- _Consignes écrites_:
[a] Relevez tous les membres de la famille nommés dans la notice biographique de Joseph Jumeau et indiquez le lien de parenté de chacun avec lui.
[b] Continuez la notice biographique de Joseph Jumeau à partir de sa dernière phrase.

- _Bloc de texte_:

JUMEAU Joseph. Pseudonyme : HUBERMONT Pierre. [Belgique]

Par Jean Puissant

Maitron patrimonial (2006-2024)

Wihéries (aujourd’hui commune de Dour, pr. Hainaut, arr. Mons), 25 avril 1903 − Jette (aujourd’hui Région de Bruxelles-Capitale), 18 septembre 1989. Militant socialiste, journaliste au journal Le Peuple, écrivain sous le pseudonyme de Pierre Hubermont, fils de François Jumeau (père) et frère de François Jumeau (fils).

Second fils de François Jumeau et de Marie-Bernardine Abrassart, Joseph Jumeau, de santé fragile, perturbé par l’internement de sa maman alors qu’il a dix ans , termine l’école primaire avant de suivre les cours de l’école moyenne de Quiévrain (pr. Hainaut, arr. Mons) jusqu’en 1917, époque où on lui aurait interdit l’accès de l’école parce qu’il était chaussé de sabots. Il apprend ensuite la sténodactylographie à l’école industrielle. Il aide, de diverses manières, y compris manuellement (la construction d’une nouvelle maison du peuple à Wihéries), son père François, ancien ouvrier mineur, à la coopérative La Ruche boraine. Il seconde son frère aîné, François, pour réanimer la section locale de la JGS dans les années 1920 et joue, avec lui, dans la fanfare La Revanche. Il fréquente également le cercle dramatique, Les Amis de Sophocle.

[Entrées de pointage d'objets étiquetés]
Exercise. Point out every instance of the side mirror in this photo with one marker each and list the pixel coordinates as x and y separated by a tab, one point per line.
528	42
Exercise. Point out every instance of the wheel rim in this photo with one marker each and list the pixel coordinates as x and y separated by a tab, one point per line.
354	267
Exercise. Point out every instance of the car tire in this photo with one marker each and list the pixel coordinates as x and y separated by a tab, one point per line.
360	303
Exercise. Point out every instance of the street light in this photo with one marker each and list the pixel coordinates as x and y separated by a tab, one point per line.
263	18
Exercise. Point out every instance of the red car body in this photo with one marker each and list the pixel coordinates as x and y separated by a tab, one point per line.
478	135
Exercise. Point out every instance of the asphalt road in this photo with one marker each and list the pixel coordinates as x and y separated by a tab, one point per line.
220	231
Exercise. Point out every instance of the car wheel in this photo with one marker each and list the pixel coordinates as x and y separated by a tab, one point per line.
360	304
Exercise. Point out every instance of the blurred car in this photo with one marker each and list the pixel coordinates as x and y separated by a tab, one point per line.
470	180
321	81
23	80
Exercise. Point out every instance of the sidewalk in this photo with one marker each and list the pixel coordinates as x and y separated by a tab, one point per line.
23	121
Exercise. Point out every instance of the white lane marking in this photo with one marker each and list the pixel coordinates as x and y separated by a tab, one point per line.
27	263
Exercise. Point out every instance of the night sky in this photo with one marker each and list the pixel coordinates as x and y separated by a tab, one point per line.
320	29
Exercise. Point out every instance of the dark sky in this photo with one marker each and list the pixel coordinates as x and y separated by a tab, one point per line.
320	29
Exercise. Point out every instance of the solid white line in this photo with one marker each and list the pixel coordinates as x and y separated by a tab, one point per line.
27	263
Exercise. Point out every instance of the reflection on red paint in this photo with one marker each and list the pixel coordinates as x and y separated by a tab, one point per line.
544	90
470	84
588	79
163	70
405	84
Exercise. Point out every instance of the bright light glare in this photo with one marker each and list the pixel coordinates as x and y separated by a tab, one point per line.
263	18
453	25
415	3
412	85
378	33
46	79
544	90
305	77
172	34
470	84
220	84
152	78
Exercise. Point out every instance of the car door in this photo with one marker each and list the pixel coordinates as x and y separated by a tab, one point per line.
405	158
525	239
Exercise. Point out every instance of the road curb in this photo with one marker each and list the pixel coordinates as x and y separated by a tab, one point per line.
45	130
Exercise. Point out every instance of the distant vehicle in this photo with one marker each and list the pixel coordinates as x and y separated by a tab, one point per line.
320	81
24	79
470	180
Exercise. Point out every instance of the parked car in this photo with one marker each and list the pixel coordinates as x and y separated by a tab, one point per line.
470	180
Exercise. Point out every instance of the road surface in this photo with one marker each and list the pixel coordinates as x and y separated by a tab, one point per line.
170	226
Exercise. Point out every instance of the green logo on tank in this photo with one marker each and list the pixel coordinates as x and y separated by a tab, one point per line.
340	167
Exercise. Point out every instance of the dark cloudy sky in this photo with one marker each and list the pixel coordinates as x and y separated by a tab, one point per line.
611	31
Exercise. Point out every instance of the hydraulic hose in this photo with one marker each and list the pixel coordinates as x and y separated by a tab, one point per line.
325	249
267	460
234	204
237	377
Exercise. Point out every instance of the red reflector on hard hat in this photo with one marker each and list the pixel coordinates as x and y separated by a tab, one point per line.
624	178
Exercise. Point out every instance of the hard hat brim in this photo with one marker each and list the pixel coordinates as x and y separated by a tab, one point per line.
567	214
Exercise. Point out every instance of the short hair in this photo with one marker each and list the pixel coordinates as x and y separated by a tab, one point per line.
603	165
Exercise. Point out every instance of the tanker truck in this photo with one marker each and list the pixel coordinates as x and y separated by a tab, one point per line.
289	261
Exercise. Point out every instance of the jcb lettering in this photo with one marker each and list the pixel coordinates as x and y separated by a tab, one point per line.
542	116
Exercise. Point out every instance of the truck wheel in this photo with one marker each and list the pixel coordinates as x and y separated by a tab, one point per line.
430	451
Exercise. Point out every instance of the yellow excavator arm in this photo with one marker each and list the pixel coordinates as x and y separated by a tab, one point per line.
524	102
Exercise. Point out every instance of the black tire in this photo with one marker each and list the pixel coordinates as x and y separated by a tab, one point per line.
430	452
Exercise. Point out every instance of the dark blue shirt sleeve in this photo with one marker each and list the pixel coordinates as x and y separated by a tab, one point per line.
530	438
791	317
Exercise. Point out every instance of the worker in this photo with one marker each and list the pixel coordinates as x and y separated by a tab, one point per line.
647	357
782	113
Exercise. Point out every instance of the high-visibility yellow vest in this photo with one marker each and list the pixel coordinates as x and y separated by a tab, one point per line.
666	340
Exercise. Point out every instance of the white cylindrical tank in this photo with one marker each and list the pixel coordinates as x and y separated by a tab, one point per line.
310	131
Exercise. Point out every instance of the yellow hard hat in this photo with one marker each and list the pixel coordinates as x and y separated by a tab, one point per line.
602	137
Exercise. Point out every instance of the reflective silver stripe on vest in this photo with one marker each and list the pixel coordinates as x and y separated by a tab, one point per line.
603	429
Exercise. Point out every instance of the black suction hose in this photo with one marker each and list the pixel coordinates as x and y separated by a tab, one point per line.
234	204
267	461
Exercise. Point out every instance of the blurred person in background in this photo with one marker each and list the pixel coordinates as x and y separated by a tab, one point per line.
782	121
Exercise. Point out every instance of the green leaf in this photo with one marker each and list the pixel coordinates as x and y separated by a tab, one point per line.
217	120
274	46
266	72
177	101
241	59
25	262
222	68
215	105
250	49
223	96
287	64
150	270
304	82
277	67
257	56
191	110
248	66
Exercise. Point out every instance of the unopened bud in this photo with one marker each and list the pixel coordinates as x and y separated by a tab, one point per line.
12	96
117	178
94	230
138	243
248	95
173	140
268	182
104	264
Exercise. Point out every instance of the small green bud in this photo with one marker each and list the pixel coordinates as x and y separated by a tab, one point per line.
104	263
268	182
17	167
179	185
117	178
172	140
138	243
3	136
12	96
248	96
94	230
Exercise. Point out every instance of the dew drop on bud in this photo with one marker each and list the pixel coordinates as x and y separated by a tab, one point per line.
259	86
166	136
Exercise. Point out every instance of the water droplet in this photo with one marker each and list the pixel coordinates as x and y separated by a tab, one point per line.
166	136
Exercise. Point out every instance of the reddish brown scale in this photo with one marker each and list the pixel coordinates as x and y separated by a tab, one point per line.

- _Réponses par consigne_:
[a]
- François Jumeau : son père, ancien ouvrier mineur
- Marie-Bernardine Abrassart : sa mère
- François Jumeau (fils) : son frère aîné

[b]
Lors d’une interview avec l’écrivain et historien Carlo Bronne en 1934, Joseph Jumeau explique avoir lu tout ce qui lui tombait sous la main, notamment La Feuille littéraire (1910-1922) d’Arthur Boitte (Bruxelles) et de Gustave Fuss-Amoré (Paris), qui publie, pour dix centimes, deux fois par mois, sur huit pages au format journal, romans, pièces de théâtre, essais… Il écrit des poésies et envoie en 1920 un texte à L’Avenir du Borinage, l’organe de la Fédération boraine du POB. Il est publié et est engagé comme pigiste local. Déçu, il devient commis aux Chèques postaux à Bruxelles. L’expérience bruxelloise dure moins d’une année. Il revient travailler à L’Avenir avant d’être engagé à la rédaction du journal Le Peuple qui absorbe en août 1929 L’Avenir du Borinage devenu un organe hebdomadaire et une page régionale « Borinage » du quotidien socialiste national. C’est Antony Vienne*, fréquenté à Bruxelles, rédacteur au quotidien socialiste, devenu un ami, qui l’y a introduit. Jumeau y couvre l’actualité politique intérieure.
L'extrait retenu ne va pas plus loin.